TEXT EXCERPT:
* start *
# Thoughts on the Oink...



## Greg Rempe (Oct 1, 2007)

Well, first off, it was great to finally meet some of you face to face!  Always nice to see Uncle Bubba, great to finally meet Bruce B and Wittdog!  Brian J is a hoot...can only imagine how much fun he was the night before!  Very cool to meet Rich Decker...and Unity made the drive to spectate and meet folks as well!  That was a cool surprise, John!

Of course it was great meeting Ludichris for the first time!    His team was great and very nice...My man Dallas sacked up and did well for the episode he found himself in earlier!    Good job Dallas!  Of course it was a pleasure meeting Diva Q, Impalier17 and the rest of the Diva Q crew!  I met both Diva's..."turn in time Diva" and "regular Diva"    You both were very nice!

Oommpappy is a great guy!  Him and his wife really turned out some great tasting food...especially that brisket I never tasted!  

Of course the highlight was meeting Bill TGG and getting him to admit that he was wrong this whole time about me not showing!  And the tape proves it...thanks for the poster, Bill!!

Thank you all for making me and my wife feel welcome and letting me take film and pics of all your stuff...it is certainly appreciated!  I had a wonderful time and look forward to seeing all of you again...and maybe some more, next year!
* end *
(Coordinate labeling data)
* start *
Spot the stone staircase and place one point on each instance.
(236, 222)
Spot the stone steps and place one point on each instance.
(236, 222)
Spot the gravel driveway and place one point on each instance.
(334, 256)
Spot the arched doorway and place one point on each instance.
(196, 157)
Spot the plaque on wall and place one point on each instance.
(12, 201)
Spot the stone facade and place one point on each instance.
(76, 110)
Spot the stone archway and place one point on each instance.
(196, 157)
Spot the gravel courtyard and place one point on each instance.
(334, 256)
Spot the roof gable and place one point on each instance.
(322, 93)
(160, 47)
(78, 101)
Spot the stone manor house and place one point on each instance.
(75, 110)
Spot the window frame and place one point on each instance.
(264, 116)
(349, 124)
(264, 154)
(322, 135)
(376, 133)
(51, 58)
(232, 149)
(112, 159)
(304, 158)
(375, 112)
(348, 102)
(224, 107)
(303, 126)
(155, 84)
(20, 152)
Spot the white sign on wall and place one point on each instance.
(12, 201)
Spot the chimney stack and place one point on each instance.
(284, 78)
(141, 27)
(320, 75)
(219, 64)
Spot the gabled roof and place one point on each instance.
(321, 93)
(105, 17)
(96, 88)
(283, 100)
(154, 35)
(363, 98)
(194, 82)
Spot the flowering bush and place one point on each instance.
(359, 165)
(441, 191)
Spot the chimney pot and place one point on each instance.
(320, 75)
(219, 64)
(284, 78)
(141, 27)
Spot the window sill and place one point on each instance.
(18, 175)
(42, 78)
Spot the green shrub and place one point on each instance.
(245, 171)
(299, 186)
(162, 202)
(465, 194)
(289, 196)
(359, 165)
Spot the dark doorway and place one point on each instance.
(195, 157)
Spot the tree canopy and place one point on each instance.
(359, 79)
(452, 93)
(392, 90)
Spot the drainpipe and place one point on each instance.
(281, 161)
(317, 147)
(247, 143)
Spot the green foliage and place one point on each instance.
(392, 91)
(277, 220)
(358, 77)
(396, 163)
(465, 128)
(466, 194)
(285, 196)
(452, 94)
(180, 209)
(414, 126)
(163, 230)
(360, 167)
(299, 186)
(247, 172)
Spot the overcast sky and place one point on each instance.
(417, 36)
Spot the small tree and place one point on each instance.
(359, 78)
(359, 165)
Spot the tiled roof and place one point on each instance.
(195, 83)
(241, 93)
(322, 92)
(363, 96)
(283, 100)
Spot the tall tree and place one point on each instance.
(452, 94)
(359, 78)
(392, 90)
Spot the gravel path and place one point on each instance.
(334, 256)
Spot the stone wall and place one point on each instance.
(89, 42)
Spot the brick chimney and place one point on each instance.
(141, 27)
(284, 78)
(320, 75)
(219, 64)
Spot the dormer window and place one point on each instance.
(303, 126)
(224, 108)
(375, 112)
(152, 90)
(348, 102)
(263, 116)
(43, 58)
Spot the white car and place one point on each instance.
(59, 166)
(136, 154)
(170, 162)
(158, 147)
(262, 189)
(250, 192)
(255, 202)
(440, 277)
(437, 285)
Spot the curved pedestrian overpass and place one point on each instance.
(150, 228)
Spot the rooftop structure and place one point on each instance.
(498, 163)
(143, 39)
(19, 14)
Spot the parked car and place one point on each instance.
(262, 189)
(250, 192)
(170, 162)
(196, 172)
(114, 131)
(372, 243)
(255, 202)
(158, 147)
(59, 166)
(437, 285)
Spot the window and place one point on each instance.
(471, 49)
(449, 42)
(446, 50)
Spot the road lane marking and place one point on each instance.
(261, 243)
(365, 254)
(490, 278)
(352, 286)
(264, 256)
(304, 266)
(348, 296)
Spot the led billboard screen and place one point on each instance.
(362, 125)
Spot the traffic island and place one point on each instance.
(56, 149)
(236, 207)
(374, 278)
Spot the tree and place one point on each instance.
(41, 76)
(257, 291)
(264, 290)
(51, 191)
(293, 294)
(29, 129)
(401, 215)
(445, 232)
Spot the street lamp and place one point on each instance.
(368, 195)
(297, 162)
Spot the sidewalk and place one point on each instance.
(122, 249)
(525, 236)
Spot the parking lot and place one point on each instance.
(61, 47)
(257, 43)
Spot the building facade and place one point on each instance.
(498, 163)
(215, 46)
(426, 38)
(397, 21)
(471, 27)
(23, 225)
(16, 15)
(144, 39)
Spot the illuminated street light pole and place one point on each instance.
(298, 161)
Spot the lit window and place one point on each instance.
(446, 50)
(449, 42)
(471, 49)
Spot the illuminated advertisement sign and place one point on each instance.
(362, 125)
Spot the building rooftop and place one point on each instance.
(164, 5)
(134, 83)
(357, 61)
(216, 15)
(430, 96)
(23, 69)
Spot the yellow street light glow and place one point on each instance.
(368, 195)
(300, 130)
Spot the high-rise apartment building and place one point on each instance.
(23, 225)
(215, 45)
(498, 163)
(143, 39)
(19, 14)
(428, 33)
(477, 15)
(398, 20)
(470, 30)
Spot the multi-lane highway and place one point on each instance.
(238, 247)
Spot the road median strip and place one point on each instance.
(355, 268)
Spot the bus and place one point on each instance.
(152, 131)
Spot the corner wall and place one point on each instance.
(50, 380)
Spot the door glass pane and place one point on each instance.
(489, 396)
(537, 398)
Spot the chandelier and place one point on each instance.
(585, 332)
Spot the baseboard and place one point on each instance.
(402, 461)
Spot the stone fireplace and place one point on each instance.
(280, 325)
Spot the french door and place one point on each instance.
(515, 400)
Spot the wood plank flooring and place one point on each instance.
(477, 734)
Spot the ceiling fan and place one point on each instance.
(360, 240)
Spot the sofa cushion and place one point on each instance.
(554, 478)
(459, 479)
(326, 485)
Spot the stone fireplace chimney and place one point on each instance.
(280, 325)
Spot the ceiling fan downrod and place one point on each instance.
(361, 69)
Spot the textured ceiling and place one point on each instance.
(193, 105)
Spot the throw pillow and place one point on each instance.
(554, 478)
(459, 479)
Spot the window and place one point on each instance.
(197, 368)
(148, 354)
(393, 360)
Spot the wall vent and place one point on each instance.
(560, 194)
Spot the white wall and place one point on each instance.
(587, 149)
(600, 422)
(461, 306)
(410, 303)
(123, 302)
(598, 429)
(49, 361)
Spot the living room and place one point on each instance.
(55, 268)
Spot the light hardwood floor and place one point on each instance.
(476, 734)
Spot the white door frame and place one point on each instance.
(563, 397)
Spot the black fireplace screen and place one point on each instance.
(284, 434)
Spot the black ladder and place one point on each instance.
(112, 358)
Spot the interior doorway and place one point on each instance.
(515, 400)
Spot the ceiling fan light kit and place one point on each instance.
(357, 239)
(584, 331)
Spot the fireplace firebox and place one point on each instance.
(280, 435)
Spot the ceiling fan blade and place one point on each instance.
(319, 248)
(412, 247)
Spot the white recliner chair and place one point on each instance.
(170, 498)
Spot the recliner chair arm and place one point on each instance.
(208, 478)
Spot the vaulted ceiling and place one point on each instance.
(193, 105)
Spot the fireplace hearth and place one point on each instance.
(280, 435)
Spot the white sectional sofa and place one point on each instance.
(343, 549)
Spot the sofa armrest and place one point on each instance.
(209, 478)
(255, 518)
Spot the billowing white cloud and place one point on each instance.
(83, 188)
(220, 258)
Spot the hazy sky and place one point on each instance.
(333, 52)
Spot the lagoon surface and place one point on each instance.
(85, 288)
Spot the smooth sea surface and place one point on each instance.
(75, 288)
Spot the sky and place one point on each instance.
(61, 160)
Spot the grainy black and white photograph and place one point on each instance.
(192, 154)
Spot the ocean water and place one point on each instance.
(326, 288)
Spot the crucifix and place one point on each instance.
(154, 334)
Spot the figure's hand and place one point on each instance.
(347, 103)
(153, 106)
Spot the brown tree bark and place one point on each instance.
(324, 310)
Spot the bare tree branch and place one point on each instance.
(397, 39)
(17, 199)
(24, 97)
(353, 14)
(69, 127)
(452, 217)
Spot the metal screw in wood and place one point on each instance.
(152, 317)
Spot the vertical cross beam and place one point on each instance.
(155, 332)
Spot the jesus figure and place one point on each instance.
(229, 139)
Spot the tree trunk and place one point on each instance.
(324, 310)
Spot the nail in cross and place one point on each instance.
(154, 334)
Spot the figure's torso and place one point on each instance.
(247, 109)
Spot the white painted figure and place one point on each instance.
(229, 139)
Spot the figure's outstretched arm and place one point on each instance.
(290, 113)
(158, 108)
* end *
EXERCISE A: In the post about the Oink, list every name of a person or forum user in the paragraph that begins "Of course it was great meeting Ludichris".
EXERCISE B: Write the next part of the post about the Oink, picking up after its last sentence.

ANSWER A: Ludichris, Dallas, Diva Q, Impalier17

ANSWER B:
All of you are big reasons why the forum continues to grow and gain respect in the competition community!!  I am honored to have met all of you!!  Thanks a million!


----------



## Woodman1 (Oct 1, 2007)

Too bad you did not get a chance to meet me! :roll:


----------



## Greg Rempe (Oct 1, 2007)

Woodman said:
			
		

> Too bad you did not get a chance to meet me! :roll:



Is it?


----------



## Uncle Bubba (Oct 1, 2007)

Greg Rempe said:
			
		

> Woodman said:
> 
> 
> 
> ...



I think that was the plan all along.  As soon as he found out you weren't going to be there he decides to show up. [smilie=a_hrm.gif]


----------



## Uncle Bubba (Oct 1, 2007)

brian j said:
			
		

> it was great meeting you too greg but you should have had some knob creek.



He's had enough knob.  

creek that is...


----------



## Adrienne1 (Oct 1, 2007)

Uncle Bubba said:
			
		

> He's had enough knob.



I honestly did not think that was possible!!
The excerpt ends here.